## EXERCISE DIRECTIONS
Pick out and copy every line below that has the word "black".

## RECORD SET

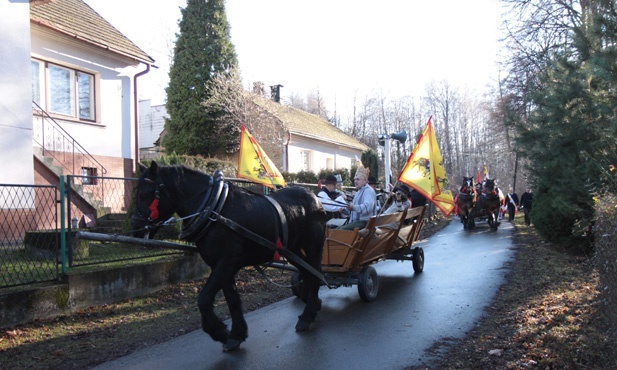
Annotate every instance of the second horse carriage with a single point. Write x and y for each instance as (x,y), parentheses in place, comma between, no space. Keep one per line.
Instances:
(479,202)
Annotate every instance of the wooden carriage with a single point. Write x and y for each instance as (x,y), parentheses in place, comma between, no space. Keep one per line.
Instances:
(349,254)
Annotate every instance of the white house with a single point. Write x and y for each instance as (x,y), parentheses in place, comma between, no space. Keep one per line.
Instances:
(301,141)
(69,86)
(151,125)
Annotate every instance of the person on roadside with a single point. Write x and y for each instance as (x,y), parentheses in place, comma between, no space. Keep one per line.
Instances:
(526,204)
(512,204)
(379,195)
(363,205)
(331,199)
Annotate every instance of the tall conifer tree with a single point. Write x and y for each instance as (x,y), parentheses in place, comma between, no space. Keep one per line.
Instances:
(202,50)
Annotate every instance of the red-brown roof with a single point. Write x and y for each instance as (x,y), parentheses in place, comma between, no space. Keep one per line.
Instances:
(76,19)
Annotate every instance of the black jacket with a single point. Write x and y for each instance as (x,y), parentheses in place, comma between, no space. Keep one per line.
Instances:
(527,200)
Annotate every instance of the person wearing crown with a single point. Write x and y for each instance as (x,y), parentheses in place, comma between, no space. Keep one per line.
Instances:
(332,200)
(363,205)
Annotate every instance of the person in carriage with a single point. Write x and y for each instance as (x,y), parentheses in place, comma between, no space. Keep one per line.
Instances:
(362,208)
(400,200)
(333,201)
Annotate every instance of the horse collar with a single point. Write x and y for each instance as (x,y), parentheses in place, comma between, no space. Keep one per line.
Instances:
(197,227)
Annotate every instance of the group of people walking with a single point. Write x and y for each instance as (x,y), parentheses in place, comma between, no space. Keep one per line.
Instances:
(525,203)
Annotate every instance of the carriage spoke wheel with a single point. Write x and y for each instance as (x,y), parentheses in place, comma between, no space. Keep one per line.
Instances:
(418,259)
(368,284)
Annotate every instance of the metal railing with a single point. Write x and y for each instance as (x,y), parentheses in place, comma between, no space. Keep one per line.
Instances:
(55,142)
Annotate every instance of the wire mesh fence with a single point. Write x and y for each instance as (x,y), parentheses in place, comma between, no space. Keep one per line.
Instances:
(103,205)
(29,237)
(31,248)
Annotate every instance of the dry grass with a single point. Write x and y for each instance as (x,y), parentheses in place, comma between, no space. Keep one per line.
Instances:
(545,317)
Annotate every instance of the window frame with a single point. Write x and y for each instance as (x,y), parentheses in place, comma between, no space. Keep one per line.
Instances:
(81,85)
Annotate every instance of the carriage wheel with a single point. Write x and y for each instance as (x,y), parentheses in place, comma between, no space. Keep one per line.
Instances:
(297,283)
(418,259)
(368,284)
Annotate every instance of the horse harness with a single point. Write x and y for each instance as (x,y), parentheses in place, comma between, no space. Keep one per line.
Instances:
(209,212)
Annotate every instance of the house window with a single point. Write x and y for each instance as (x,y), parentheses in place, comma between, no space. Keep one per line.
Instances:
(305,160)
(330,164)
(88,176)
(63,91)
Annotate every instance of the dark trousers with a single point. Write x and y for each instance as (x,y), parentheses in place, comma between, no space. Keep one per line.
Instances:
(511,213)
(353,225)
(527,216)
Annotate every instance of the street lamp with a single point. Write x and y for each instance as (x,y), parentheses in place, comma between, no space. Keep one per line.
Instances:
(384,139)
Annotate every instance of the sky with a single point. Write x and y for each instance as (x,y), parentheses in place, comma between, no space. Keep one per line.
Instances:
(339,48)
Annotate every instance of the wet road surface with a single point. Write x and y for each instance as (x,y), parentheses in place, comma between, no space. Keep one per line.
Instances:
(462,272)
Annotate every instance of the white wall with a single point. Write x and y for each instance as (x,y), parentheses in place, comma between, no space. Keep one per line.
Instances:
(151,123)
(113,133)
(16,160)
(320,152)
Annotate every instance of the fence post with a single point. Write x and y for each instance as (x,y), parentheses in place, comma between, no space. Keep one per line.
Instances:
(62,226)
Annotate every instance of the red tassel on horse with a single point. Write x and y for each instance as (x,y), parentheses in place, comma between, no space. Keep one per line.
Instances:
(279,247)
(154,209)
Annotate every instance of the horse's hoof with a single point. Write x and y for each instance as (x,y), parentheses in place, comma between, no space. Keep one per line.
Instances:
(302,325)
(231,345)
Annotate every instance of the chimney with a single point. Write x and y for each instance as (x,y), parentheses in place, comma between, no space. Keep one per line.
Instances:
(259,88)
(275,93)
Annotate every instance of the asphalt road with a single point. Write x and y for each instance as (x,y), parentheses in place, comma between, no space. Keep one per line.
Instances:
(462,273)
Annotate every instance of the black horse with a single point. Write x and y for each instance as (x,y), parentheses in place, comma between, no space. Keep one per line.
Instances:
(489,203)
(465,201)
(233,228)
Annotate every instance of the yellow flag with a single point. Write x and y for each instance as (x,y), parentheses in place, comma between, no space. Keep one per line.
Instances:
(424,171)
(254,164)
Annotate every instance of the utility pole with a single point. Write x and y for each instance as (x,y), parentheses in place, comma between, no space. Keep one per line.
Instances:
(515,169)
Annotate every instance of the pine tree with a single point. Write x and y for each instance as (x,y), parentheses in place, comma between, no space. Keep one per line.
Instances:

## ANSWER BELOW
Annotate every instance of the black jacket with a single point. Write x and y for each instance as (x,y), parentheses in place, comma between, no space. Keep one per line.
Annotate every instance of the black horse with a single point. Write x and y for each instance as (x,y), parentheses in place, comma between, no space. Keep one per line.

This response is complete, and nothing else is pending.